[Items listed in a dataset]
=== Section Start ===

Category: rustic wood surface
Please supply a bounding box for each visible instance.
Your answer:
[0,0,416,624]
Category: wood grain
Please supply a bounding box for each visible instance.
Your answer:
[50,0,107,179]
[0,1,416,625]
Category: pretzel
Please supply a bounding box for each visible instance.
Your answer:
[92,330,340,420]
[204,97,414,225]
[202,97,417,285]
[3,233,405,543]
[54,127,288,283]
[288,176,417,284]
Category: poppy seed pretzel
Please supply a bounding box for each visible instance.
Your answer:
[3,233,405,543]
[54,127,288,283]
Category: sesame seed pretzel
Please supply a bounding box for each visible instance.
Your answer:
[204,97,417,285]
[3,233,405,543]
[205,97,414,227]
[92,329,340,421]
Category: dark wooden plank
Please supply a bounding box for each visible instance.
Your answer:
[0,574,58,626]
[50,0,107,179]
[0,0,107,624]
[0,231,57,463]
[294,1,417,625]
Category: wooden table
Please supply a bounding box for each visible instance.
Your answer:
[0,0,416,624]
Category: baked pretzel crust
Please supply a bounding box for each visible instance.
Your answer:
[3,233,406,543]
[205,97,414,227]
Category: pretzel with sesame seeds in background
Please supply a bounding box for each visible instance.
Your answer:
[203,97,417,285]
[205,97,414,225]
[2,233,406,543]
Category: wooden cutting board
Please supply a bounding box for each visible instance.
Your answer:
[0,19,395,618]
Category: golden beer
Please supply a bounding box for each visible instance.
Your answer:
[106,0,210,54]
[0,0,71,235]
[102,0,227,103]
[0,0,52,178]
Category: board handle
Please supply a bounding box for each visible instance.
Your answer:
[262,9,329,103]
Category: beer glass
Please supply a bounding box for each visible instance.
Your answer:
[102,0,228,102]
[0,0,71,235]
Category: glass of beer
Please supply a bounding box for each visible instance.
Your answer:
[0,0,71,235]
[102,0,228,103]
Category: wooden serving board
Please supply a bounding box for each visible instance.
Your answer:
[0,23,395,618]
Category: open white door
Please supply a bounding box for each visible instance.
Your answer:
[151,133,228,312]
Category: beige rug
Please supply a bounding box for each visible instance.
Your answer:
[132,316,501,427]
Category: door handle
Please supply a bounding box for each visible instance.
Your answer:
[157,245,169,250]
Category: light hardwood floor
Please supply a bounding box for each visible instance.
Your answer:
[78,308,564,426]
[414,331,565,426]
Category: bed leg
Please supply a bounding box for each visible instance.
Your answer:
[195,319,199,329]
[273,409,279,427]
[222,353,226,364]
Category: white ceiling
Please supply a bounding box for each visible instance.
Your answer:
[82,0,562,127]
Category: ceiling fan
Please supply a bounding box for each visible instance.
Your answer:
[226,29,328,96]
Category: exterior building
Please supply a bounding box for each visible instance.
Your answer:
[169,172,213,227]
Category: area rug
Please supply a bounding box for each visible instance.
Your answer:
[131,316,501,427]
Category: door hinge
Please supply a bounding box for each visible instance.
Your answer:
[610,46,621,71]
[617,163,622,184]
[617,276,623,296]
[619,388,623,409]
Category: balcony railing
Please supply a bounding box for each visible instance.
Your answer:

=== Section End ===

* **EXERCISE REQUIREMENTS**:
Only the lines from the one bearing "Category: balcony railing" through the end of the entries above belong in the answer, each one exactly as given.

* **SOLUTION TO THIS EXERCISE**:
Category: balcony railing
Please supply a bounding box for each visible instance.
Your answer:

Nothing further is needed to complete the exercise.